EXERCISE AIM —
Duplicate the rows below word for word, from the first line through the line with "[(890, 464)]", including that line.

MATERIAL PROVIDED —
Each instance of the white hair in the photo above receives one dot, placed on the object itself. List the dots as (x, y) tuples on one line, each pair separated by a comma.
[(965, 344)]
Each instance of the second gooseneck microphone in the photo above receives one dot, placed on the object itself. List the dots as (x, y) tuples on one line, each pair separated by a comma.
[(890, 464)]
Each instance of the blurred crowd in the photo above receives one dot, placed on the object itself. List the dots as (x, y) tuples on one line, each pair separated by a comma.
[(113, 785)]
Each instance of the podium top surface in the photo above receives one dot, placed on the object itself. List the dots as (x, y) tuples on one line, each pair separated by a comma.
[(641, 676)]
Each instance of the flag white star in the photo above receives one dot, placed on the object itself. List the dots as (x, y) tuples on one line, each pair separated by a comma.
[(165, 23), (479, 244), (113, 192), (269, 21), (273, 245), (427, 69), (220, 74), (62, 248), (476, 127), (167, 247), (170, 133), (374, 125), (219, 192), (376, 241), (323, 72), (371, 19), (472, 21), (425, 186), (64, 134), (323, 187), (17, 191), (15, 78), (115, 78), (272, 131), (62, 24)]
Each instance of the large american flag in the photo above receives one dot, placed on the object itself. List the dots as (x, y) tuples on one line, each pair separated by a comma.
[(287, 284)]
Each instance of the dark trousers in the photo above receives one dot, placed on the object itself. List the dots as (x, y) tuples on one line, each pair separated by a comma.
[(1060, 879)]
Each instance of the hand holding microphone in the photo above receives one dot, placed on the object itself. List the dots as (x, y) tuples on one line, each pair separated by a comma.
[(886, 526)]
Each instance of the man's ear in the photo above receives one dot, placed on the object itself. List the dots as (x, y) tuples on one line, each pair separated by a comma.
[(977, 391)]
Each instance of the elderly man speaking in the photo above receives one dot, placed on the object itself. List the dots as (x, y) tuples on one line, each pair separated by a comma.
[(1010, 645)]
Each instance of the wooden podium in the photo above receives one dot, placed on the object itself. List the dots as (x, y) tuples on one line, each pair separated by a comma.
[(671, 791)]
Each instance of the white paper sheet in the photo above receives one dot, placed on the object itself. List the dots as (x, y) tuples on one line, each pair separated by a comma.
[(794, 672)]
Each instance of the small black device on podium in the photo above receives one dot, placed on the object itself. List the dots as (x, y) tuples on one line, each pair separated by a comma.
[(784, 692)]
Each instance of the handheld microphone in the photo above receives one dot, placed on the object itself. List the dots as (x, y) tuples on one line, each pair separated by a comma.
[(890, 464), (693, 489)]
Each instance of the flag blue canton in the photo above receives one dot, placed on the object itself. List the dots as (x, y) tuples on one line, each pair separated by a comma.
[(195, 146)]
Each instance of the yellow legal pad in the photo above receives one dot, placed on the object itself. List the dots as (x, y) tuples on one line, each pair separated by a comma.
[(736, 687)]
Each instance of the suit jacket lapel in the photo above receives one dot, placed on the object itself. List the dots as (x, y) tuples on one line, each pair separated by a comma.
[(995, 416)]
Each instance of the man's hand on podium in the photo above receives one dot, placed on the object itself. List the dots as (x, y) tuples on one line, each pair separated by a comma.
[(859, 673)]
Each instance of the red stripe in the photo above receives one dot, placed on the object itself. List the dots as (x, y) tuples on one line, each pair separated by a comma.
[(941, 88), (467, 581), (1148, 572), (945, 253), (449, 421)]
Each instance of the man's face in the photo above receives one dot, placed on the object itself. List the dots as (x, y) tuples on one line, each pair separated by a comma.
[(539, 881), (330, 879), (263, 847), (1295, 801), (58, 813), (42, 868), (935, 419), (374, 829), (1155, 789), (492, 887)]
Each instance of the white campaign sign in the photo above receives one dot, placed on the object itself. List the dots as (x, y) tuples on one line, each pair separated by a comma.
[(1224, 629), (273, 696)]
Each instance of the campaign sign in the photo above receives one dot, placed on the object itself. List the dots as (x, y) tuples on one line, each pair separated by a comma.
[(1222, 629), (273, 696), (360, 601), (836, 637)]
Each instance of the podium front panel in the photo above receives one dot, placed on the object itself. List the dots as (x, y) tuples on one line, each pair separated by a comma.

CORRECT OUTPUT —
Each instance of the white hair in the photo above receives one dot, placed on the object itself. List the dots as (x, y) tuples on one line, each pair separated by a comma.
[(965, 344)]
Each instance of the second gooseneck microphone in the photo above receives one dot, placed on the object itself. List the dots as (x, y) tuples on one line, each pair separated by a comma.
[(890, 464)]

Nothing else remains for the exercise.